▶ Input for this task:
□ □ □ □ □ □ □

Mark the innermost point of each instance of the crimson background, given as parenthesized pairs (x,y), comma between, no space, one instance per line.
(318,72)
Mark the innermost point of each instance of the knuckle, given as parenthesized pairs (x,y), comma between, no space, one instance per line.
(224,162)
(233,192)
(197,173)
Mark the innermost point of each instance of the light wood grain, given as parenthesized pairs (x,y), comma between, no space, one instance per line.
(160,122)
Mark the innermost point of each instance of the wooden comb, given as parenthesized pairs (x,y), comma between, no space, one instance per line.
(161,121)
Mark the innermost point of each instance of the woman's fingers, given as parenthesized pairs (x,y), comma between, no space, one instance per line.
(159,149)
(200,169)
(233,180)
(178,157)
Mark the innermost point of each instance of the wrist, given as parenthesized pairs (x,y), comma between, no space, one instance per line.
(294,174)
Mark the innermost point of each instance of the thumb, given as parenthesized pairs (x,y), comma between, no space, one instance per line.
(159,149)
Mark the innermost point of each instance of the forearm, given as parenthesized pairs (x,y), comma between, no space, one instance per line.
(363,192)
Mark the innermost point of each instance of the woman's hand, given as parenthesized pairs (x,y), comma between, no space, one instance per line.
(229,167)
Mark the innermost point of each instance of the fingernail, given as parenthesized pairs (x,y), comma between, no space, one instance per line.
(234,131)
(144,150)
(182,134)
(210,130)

□ □ □ □ □ □ □

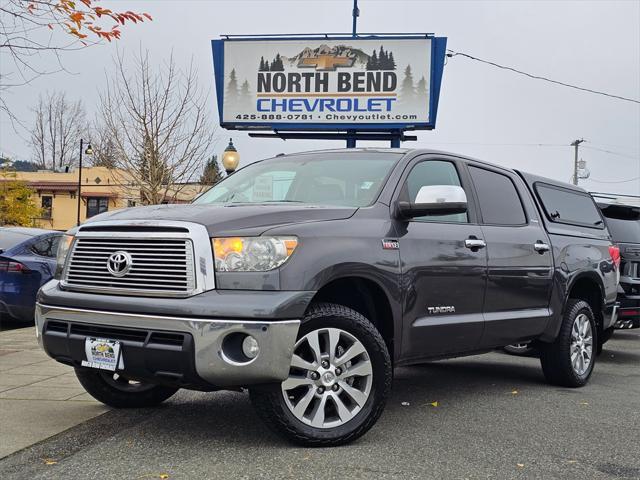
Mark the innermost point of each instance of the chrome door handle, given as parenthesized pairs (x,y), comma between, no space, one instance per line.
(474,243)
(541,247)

□ □ □ □ □ □ □

Collect each line of the material above that contains the string "woman". Uppercase and lowercase letters count as different.

Mark the innermost point of each instance of the woman's fingers, given as parenthesized pairs (x,y), comma between, no space, one instance per line.
Mark the innermost point of each instance of the woman's hand, given as parenthesized pairs (x,y), comma between, no space, one instance per line.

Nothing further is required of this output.